<<<<
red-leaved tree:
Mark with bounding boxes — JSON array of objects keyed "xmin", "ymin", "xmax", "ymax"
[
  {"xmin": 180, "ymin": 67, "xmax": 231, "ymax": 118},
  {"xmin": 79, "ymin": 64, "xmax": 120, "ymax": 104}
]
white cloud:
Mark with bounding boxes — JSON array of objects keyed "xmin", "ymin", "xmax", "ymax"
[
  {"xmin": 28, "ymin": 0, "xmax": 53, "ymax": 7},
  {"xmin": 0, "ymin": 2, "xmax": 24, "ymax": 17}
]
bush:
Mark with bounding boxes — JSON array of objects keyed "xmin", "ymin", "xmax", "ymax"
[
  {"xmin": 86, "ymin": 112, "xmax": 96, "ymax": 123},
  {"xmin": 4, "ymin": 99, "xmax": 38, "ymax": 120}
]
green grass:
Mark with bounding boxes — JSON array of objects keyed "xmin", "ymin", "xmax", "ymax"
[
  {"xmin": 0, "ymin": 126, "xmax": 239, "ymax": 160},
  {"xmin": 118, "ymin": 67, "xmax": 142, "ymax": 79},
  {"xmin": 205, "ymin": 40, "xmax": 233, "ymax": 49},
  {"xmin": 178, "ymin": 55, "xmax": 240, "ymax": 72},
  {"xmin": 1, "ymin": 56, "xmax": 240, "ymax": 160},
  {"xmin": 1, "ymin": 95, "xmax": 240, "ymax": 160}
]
>>>>
TASK PROMPT:
Reproduce each entry above character for character.

REPLY:
red-leaved tree:
Mark with bounding boxes — JSON array of objects keyed "xmin", "ymin", "xmax", "ymax"
[
  {"xmin": 180, "ymin": 67, "xmax": 231, "ymax": 118},
  {"xmin": 79, "ymin": 64, "xmax": 120, "ymax": 104}
]
white cloud:
Mark with bounding boxes — JSON array of objects keyed "xmin", "ymin", "xmax", "ymax"
[
  {"xmin": 28, "ymin": 0, "xmax": 53, "ymax": 7},
  {"xmin": 0, "ymin": 2, "xmax": 24, "ymax": 17}
]
bush:
Mark with bounding boxes — JSON array of objects keyed "xmin", "ymin", "xmax", "ymax"
[
  {"xmin": 86, "ymin": 112, "xmax": 96, "ymax": 123},
  {"xmin": 4, "ymin": 99, "xmax": 38, "ymax": 120}
]
green grass:
Mark with bounding boxes — JSON array of objects keyed "xmin", "ymin", "xmax", "ymax"
[
  {"xmin": 0, "ymin": 126, "xmax": 239, "ymax": 160},
  {"xmin": 118, "ymin": 67, "xmax": 142, "ymax": 79},
  {"xmin": 205, "ymin": 40, "xmax": 233, "ymax": 49},
  {"xmin": 178, "ymin": 55, "xmax": 240, "ymax": 72},
  {"xmin": 1, "ymin": 56, "xmax": 240, "ymax": 160},
  {"xmin": 1, "ymin": 95, "xmax": 240, "ymax": 160}
]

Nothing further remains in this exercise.